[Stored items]
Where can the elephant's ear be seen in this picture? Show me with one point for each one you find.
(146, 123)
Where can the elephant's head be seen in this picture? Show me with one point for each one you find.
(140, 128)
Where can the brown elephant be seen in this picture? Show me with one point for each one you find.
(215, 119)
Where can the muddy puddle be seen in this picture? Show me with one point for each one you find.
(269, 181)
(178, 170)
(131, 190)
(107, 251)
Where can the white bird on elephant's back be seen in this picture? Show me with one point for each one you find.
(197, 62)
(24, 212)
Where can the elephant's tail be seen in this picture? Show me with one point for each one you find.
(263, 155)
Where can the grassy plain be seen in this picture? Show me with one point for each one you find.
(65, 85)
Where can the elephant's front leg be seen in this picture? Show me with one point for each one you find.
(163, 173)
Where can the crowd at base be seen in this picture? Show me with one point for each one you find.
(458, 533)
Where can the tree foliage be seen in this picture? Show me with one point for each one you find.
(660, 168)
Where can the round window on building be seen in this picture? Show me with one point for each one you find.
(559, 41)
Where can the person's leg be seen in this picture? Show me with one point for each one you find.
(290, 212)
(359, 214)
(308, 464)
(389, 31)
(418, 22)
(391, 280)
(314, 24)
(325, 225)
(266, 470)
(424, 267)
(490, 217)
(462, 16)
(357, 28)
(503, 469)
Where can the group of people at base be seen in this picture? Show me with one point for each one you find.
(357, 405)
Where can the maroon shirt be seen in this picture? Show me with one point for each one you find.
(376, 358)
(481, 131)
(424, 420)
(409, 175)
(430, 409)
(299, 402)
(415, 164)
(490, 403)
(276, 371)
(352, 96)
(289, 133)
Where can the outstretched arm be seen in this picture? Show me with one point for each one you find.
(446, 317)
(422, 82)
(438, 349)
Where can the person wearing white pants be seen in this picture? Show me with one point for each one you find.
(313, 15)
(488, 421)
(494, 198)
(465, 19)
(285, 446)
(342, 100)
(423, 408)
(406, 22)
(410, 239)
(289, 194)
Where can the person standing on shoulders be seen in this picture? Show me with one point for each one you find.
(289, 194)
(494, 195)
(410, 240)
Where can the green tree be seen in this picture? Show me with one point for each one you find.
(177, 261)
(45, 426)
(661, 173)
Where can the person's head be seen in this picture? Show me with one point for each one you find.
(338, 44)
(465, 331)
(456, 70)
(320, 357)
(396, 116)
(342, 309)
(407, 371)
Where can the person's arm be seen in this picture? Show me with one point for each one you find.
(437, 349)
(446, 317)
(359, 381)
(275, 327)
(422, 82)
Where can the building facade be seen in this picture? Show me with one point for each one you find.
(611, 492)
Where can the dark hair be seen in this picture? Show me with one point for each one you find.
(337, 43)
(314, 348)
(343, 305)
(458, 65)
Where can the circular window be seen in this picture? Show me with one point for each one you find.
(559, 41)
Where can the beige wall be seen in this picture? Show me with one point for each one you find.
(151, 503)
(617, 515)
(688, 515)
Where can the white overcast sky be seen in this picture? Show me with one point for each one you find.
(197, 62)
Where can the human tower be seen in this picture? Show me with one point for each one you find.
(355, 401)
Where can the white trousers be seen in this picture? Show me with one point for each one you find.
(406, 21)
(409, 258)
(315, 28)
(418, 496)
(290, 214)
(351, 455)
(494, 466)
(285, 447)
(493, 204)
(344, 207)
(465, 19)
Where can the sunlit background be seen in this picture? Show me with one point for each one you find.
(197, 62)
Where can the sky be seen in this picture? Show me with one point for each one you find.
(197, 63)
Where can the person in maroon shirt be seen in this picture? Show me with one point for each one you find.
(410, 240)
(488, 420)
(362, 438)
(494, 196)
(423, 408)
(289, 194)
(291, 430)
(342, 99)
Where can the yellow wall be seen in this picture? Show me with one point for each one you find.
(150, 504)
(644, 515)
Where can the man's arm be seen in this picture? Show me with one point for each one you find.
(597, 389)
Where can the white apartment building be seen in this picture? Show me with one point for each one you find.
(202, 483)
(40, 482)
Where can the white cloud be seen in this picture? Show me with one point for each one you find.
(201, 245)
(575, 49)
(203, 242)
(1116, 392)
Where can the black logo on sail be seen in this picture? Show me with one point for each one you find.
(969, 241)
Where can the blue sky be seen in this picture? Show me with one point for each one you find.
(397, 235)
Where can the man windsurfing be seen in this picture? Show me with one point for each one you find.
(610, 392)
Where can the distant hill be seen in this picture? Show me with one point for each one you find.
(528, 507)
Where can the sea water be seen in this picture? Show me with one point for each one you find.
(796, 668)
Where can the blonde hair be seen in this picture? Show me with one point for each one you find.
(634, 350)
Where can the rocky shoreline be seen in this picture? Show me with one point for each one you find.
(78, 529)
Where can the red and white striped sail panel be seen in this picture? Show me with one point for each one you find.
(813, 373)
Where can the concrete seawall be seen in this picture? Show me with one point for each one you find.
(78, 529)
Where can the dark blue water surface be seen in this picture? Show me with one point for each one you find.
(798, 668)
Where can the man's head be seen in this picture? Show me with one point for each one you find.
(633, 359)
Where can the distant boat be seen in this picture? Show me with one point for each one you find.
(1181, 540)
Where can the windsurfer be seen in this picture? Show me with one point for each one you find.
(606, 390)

**Work to complete:** Return every line exactly.

**Answer:**
Where can the elephant's ear be seen in this picture? Show me with one point for each one you find.
(146, 123)
Where can the elephant's head be seen in this picture? Show me with one point for each one you find.
(140, 128)
Where can the brown elephant be seen in this picture? Show me with one point for each one you find.
(215, 119)
Where can the muddy puddle be seen in this picture? Show me with one point for each one you find.
(269, 181)
(178, 170)
(131, 190)
(107, 251)
Where can the white bird on elephant's back be seen in this picture? Show me with one point for each one you find.
(197, 62)
(24, 212)
Where can the elephant's tail be seen in this picture? Show me with one point for each one you find.
(263, 155)
Where can the grassy plain be seen in this picture? Show me with one point for each one you find.
(65, 85)
Where can the elephant's front leg be seen in this picture? Show me with one point for each one you find.
(163, 173)
Where can the crowd at base be seen in this picture? Show me with one point for each one you find.
(458, 533)
Where can the tree foliage be seen in this picture? Show me with one point for each one you find.
(660, 168)
Where can the round window on building be seen in this picture? Show me with one point for each one you find.
(559, 41)
Where can the person's leg be seen in this picture? Show me with one point for each one you find.
(290, 212)
(359, 214)
(308, 464)
(389, 31)
(418, 22)
(391, 280)
(314, 24)
(325, 225)
(266, 470)
(424, 267)
(490, 217)
(462, 16)
(357, 28)
(503, 469)
Where can the group of people at base be seen in this picture? Show me with one point for each one you find.
(357, 405)
Where can the maroon shirt be seen in this picture? Show me with one point for each one you find.
(376, 358)
(481, 131)
(424, 420)
(409, 175)
(430, 409)
(299, 402)
(415, 164)
(490, 403)
(276, 371)
(352, 96)
(289, 133)
Where can the outstretched arm be seen in this picture? Show me with one point for each one you find.
(446, 317)
(422, 82)
(438, 349)
Where can the person wearing white pants be seen in this picture? Show me with one point for each one you find.
(313, 15)
(488, 421)
(494, 198)
(465, 19)
(285, 446)
(342, 100)
(423, 408)
(406, 22)
(410, 239)
(289, 194)
Where can the person standing on shoulders be seen in this picture? Show me with one point for each one you find.
(289, 194)
(494, 195)
(410, 240)
Where can the green tree be seen in this picture? Show me with one point for each one you find.
(177, 261)
(45, 426)
(661, 173)
Where can the person's head be seen in this picture? Show me with one point for each one you find.
(338, 44)
(465, 331)
(456, 70)
(320, 357)
(396, 116)
(342, 309)
(407, 371)
Where can the person's arm be seen in this picture? Show me with one point for each one you find.
(437, 349)
(446, 317)
(359, 381)
(275, 327)
(422, 82)
Where can the building facade be seen in this picture? Show me with one point for each one you find.
(611, 492)
Where can the dark hair be seen in this picture? Show me with one point for each one you find.
(337, 43)
(314, 348)
(343, 305)
(458, 65)
Where can the circular window be seen in this picture? Show me with one point for each one you find.
(559, 41)
Where can the beige wall be seen in this picture? Show me with one point for each one you find.
(151, 503)
(617, 515)
(688, 515)
Where can the white overcast sky be seen in this picture? Show me with one point for each one you find.
(197, 62)
Where can the human tower be seen in this picture? Show me with one point for each one you find.
(355, 401)
Where can the white trousers be seen in this picture? Show me with one point for each one you find.
(406, 21)
(409, 258)
(315, 28)
(418, 496)
(290, 214)
(351, 455)
(494, 466)
(285, 447)
(493, 204)
(344, 207)
(465, 19)
Where can the sunlit background be seen in this picture? Show me with one point for each one you find.
(197, 62)
Where can the sky be seen in this picture? Show me with one point for each one you find.
(197, 63)
Where can the person in maroon shirt be seen in this picture? Show me with one point for each one you find.
(410, 240)
(488, 420)
(362, 438)
(494, 196)
(423, 408)
(289, 194)
(291, 430)
(342, 99)
Where can the yellow wall be seen in this picture? Show me with one point for each one you find.
(150, 504)
(644, 515)
Where can the man's arm be seen in this picture? Show me with one point for each one you find.
(597, 389)
Where can the white apartment building be seen in this picture? Show me with one point for each one you find.
(202, 483)
(40, 482)
Where can the white cloud be seen in this picture? Show me with one point for each one you find.
(201, 245)
(575, 49)
(203, 242)
(1116, 392)
Where can the black logo on sail be seen in this picture? Show me with one point for each one you find.
(969, 241)
Where can the blue sky be seen in this picture? Show me with one point for each one you find.
(397, 235)
Where can the man windsurfing be seen in this picture? Show me with one point for each one you find.
(610, 392)
Where can the distant hill be seen in this picture? Show me with one point for each one you find.
(528, 507)
Where can the sea water be seen in this picture? Show me with one point for each one you find.
(796, 668)
Where can the blonde hair be seen in this picture? Show me with one point for each one you find.
(634, 350)
Where can the rocky shoreline be seen in this picture? Show me with one point for each one you find.
(78, 529)
Where can the red and white striped sail panel be seen in this picture? Show me with one point for each one you find.
(813, 373)
Where can the concrete seawall be seen in this picture? Show me with one point for each one you find.
(78, 529)
Where can the dark blue water surface be seen in this picture? Show me with one point for each one you find.
(798, 668)
Where can the man's head be seen in this picture? Show me with one point for each one you find.
(633, 359)
Where can the distant boat be seen in this picture? Show me with one point for each one you find.
(1181, 540)
Where can the windsurfer be seen in this picture? Show me with one point for each one you find.
(606, 390)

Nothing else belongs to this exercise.